• MATERIAL FOR THE TASK:
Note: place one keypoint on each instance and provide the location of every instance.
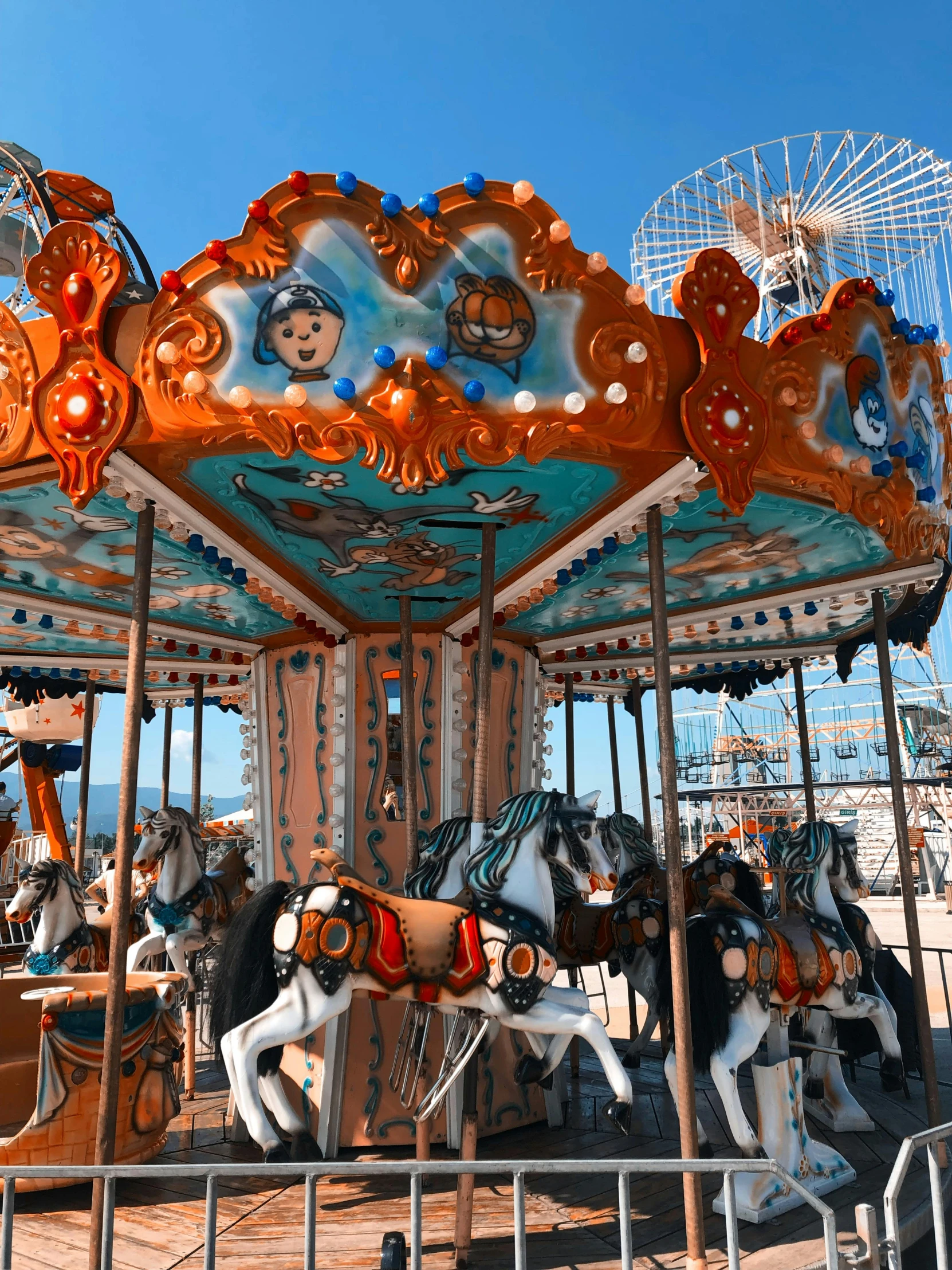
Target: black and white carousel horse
(296, 957)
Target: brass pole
(809, 799)
(484, 689)
(571, 734)
(83, 809)
(197, 718)
(923, 1022)
(466, 1183)
(687, 1115)
(167, 759)
(408, 733)
(643, 763)
(122, 895)
(613, 748)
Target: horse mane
(436, 854)
(805, 848)
(485, 871)
(54, 872)
(624, 832)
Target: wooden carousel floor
(571, 1224)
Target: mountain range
(104, 804)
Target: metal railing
(931, 1139)
(415, 1170)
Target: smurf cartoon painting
(867, 408)
(300, 326)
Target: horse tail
(710, 1008)
(247, 982)
(748, 888)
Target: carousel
(395, 480)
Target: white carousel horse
(64, 943)
(326, 940)
(187, 908)
(741, 966)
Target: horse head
(847, 880)
(626, 844)
(40, 884)
(164, 831)
(812, 850)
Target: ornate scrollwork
(18, 375)
(724, 417)
(83, 406)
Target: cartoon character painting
(300, 326)
(867, 408)
(491, 320)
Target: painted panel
(49, 548)
(361, 540)
(298, 696)
(713, 558)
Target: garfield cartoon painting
(491, 320)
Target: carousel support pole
(83, 810)
(408, 733)
(809, 799)
(462, 1237)
(167, 759)
(574, 1048)
(687, 1114)
(933, 1107)
(122, 896)
(197, 720)
(643, 762)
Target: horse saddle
(585, 932)
(430, 927)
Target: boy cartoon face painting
(300, 327)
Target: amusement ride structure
(365, 454)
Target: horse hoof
(304, 1149)
(891, 1075)
(528, 1069)
(619, 1115)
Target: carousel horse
(494, 958)
(741, 966)
(187, 908)
(64, 943)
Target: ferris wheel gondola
(802, 213)
(32, 201)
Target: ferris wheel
(33, 200)
(802, 213)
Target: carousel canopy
(329, 406)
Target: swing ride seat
(430, 927)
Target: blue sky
(186, 112)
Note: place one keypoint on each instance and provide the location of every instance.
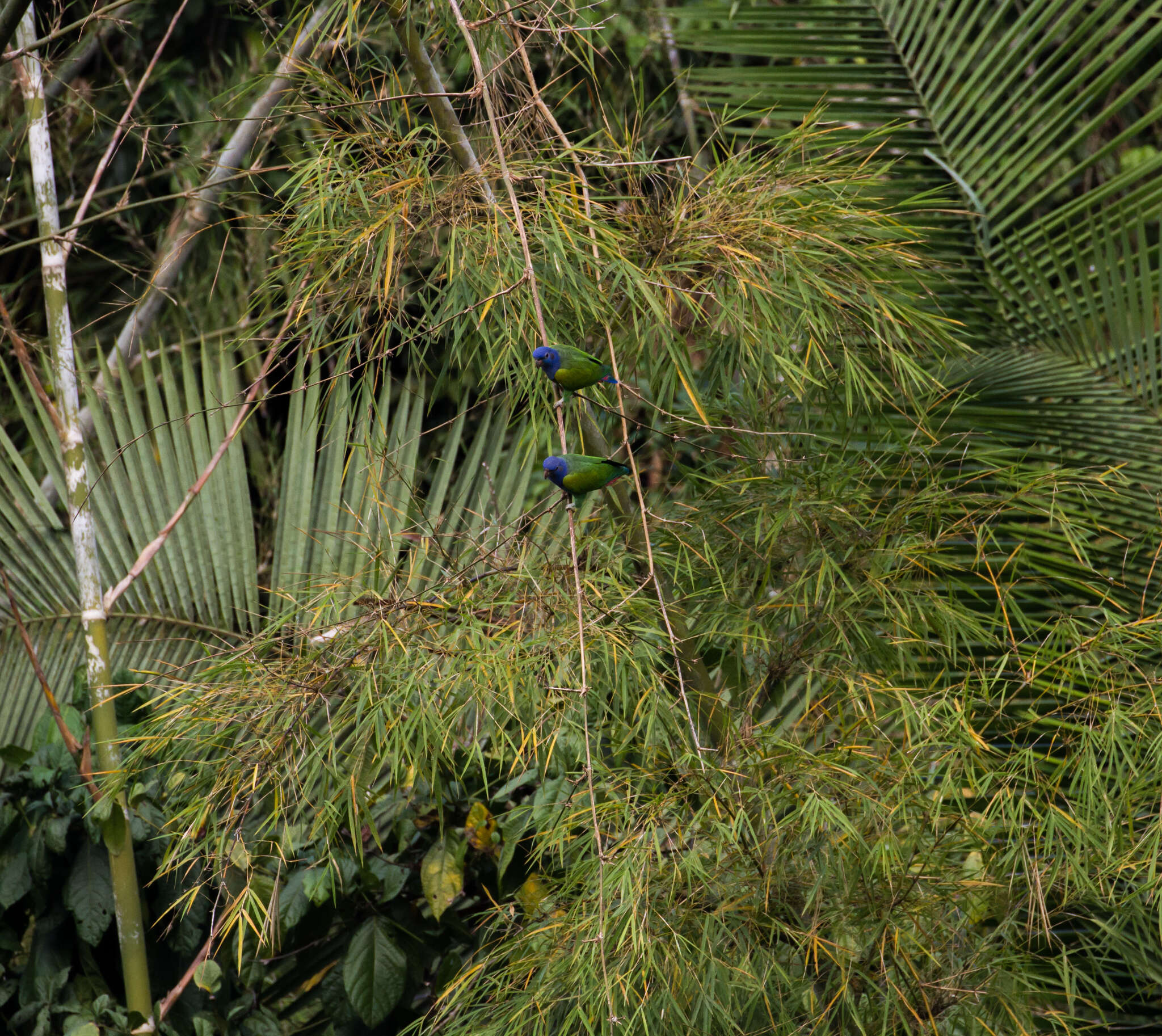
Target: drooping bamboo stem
(443, 114)
(115, 827)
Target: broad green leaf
(89, 892)
(56, 833)
(208, 976)
(373, 972)
(513, 826)
(548, 802)
(319, 884)
(391, 876)
(442, 875)
(293, 900)
(14, 877)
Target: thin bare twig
(79, 752)
(36, 44)
(530, 275)
(71, 237)
(71, 743)
(20, 348)
(179, 245)
(158, 541)
(504, 170)
(654, 572)
(174, 996)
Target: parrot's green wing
(579, 369)
(587, 474)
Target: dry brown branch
(79, 752)
(20, 348)
(71, 237)
(530, 276)
(64, 31)
(175, 995)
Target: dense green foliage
(846, 724)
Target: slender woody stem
(119, 130)
(115, 827)
(530, 275)
(180, 244)
(571, 512)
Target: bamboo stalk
(104, 722)
(180, 243)
(439, 105)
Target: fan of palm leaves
(1018, 114)
(355, 467)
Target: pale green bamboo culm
(115, 826)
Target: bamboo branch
(684, 98)
(180, 243)
(71, 237)
(175, 995)
(56, 34)
(158, 541)
(115, 827)
(439, 105)
(530, 276)
(21, 349)
(71, 744)
(10, 18)
(79, 752)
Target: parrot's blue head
(555, 468)
(548, 359)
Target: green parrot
(578, 474)
(572, 368)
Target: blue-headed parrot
(572, 368)
(578, 474)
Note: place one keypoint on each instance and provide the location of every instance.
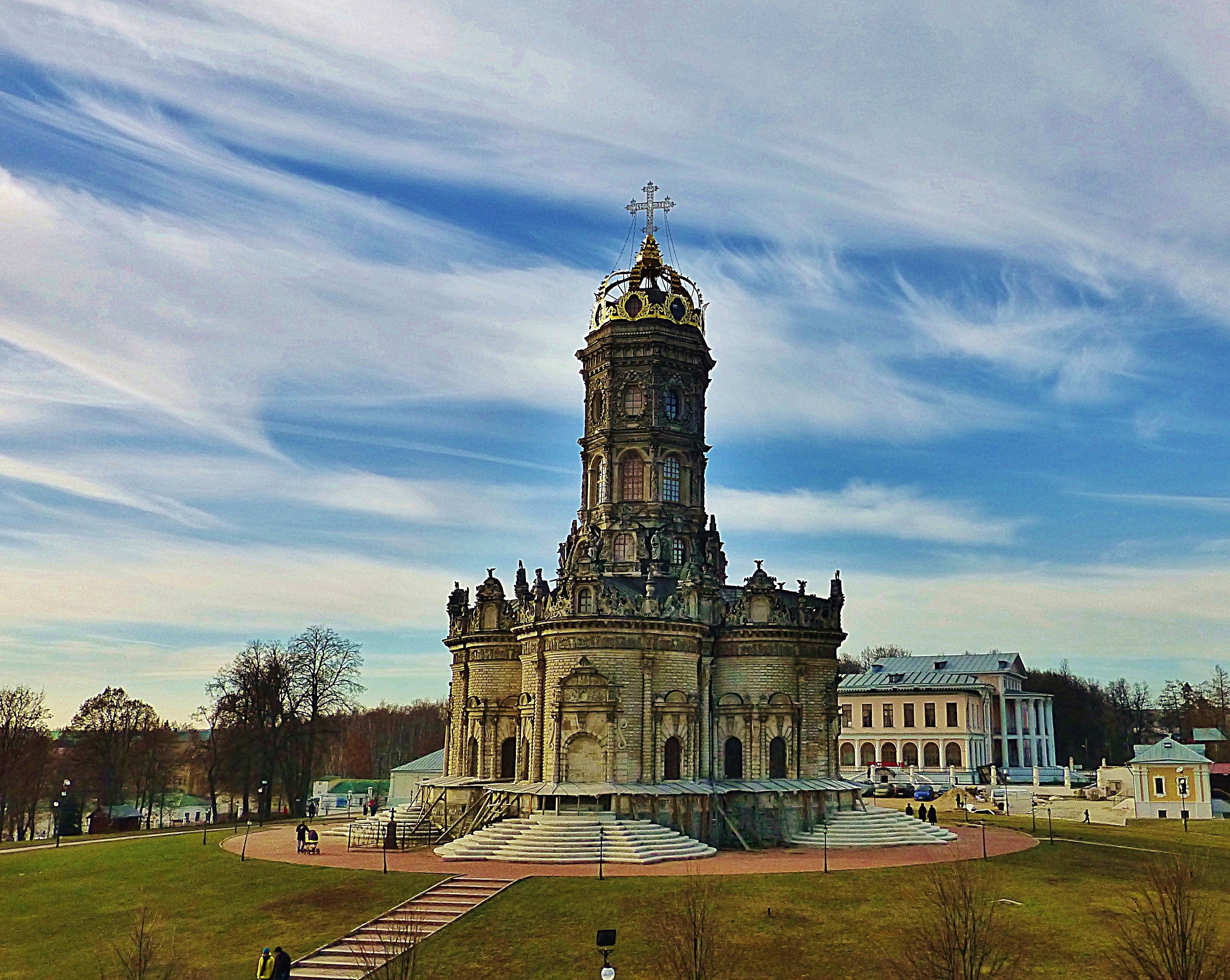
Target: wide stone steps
(877, 827)
(575, 840)
(371, 946)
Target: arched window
(634, 479)
(602, 495)
(671, 480)
(634, 400)
(673, 756)
(733, 759)
(509, 759)
(625, 547)
(778, 759)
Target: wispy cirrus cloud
(861, 510)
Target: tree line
(1104, 720)
(277, 716)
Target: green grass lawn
(62, 910)
(842, 925)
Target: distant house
(1171, 781)
(405, 780)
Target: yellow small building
(1171, 781)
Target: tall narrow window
(625, 549)
(634, 400)
(673, 757)
(634, 479)
(603, 493)
(671, 481)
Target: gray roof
(672, 789)
(961, 663)
(430, 763)
(1170, 750)
(877, 680)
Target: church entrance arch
(509, 759)
(733, 759)
(778, 759)
(587, 763)
(673, 754)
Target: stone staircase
(374, 944)
(549, 839)
(876, 827)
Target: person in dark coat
(281, 964)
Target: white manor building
(944, 714)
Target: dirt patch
(318, 901)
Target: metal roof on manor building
(918, 679)
(961, 663)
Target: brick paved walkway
(280, 845)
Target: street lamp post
(606, 945)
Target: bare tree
(24, 754)
(106, 730)
(869, 656)
(1171, 931)
(955, 931)
(390, 950)
(325, 679)
(145, 953)
(693, 944)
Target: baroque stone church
(639, 663)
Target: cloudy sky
(289, 296)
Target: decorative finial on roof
(649, 206)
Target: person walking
(281, 964)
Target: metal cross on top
(649, 206)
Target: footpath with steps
(876, 827)
(374, 944)
(550, 839)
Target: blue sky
(289, 296)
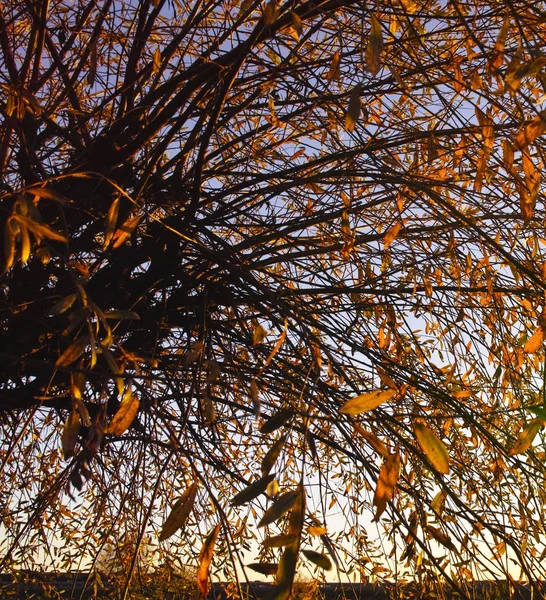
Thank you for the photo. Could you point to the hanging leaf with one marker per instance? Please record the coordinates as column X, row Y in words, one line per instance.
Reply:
column 318, row 559
column 179, row 513
column 70, row 433
column 264, row 568
column 534, row 343
column 386, row 483
column 526, row 437
column 433, row 448
column 373, row 440
column 205, row 558
column 73, row 352
column 353, row 112
column 277, row 420
column 278, row 541
column 252, row 491
column 125, row 414
column 280, row 507
column 272, row 454
column 375, row 46
column 367, row 401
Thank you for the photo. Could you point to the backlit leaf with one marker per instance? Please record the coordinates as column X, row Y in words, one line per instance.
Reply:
column 318, row 559
column 125, row 414
column 526, row 437
column 252, row 491
column 179, row 513
column 386, row 483
column 280, row 507
column 366, row 402
column 205, row 558
column 433, row 448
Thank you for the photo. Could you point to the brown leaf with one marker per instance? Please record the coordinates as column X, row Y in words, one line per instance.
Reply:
column 534, row 343
column 375, row 46
column 367, row 401
column 252, row 491
column 433, row 448
column 353, row 112
column 125, row 414
column 205, row 558
column 70, row 433
column 73, row 351
column 280, row 507
column 179, row 513
column 386, row 483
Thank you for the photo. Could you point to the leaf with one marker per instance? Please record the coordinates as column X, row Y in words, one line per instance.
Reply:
column 375, row 46
column 71, row 430
column 373, row 440
column 539, row 410
column 353, row 112
column 73, row 352
column 40, row 230
column 530, row 132
column 534, row 343
column 391, row 235
column 277, row 420
column 264, row 568
column 386, row 483
column 125, row 231
column 272, row 454
column 367, row 401
column 252, row 491
column 125, row 414
column 205, row 558
column 318, row 559
column 526, row 437
column 179, row 513
column 280, row 507
column 62, row 305
column 433, row 448
column 278, row 541
column 440, row 537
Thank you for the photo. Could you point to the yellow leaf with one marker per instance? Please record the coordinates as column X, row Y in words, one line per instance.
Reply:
column 318, row 559
column 280, row 507
column 530, row 132
column 366, row 402
column 534, row 343
column 375, row 46
column 179, row 513
column 433, row 448
column 205, row 558
column 252, row 491
column 373, row 440
column 73, row 351
column 353, row 112
column 391, row 235
column 125, row 414
column 526, row 437
column 386, row 483
column 70, row 433
column 278, row 541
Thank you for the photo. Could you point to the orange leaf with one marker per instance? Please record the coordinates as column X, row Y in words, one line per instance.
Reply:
column 205, row 558
column 433, row 448
column 386, row 483
column 179, row 513
column 367, row 401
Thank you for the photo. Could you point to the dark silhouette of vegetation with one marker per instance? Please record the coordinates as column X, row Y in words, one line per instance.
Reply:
column 270, row 267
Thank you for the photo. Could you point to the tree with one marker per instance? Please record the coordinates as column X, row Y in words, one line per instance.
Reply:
column 245, row 238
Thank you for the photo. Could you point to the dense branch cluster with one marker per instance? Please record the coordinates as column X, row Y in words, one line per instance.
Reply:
column 224, row 220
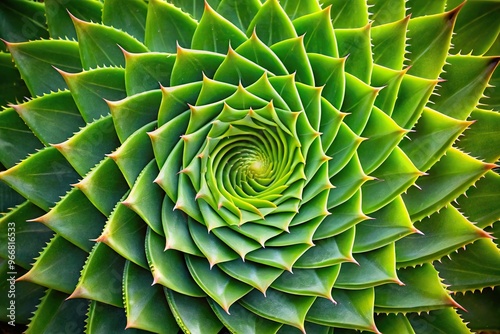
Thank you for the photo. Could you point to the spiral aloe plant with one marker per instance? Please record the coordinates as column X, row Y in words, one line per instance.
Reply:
column 250, row 166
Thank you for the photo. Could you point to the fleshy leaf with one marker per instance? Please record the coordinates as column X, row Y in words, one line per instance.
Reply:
column 435, row 240
column 422, row 291
column 145, row 305
column 169, row 267
column 279, row 306
column 196, row 320
column 353, row 309
column 167, row 27
column 42, row 191
column 223, row 289
column 476, row 267
column 101, row 277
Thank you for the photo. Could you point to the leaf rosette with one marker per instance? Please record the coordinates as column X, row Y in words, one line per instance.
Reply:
column 257, row 167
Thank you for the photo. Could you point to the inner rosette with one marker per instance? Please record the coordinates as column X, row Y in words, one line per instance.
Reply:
column 250, row 169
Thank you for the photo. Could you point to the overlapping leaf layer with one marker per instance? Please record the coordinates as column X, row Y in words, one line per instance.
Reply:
column 251, row 166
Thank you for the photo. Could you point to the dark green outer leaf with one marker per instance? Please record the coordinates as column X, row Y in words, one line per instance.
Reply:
column 16, row 139
column 12, row 87
column 130, row 18
column 56, row 314
column 30, row 13
column 145, row 305
column 476, row 267
column 30, row 235
column 36, row 61
column 59, row 19
column 58, row 266
column 167, row 27
column 195, row 320
column 42, row 191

• EXERCISE AIM:
Return exactly the lines from the line bearing "Thank you for the photo. Could you point to the fleshy" to the end of the records, inclusive of both; include no other lines.

• EXPECTED ANSWER:
Thank you for the photo. Could you point to the fleshy leaf with one marker per instance? Please record the coordinates as column X, row Y in words, one line per instance.
Reply:
column 435, row 240
column 422, row 291
column 145, row 305
column 169, row 267
column 279, row 306
column 196, row 320
column 353, row 309
column 167, row 27
column 42, row 191
column 223, row 289
column 476, row 267
column 101, row 277
Thank you for the photo. Could you point to the leaf rosette with one marker per instance? Please record the coordinates as column X, row Y in words, one line per instance.
Reply:
column 257, row 167
Thank you for the photo. Could you point to the inner rosette with one marker per instance? Please record the coordinates as column X, row Y in words, one line per instance.
Reply:
column 250, row 169
Thank you for the photo. Could you point to the overlapping leaf layer with one marker per instance? Please record the coordinates as column X, row Y in words, one line per instance.
Reply:
column 251, row 166
Thank you for the photo. Could you point to the dark green outer leaf with one marker per instance? Please record the coordinates as column X, row Y in words, one line per instance.
Reply:
column 16, row 139
column 12, row 87
column 130, row 18
column 56, row 314
column 30, row 13
column 145, row 305
column 476, row 267
column 30, row 235
column 36, row 61
column 59, row 19
column 58, row 266
column 167, row 27
column 195, row 320
column 42, row 191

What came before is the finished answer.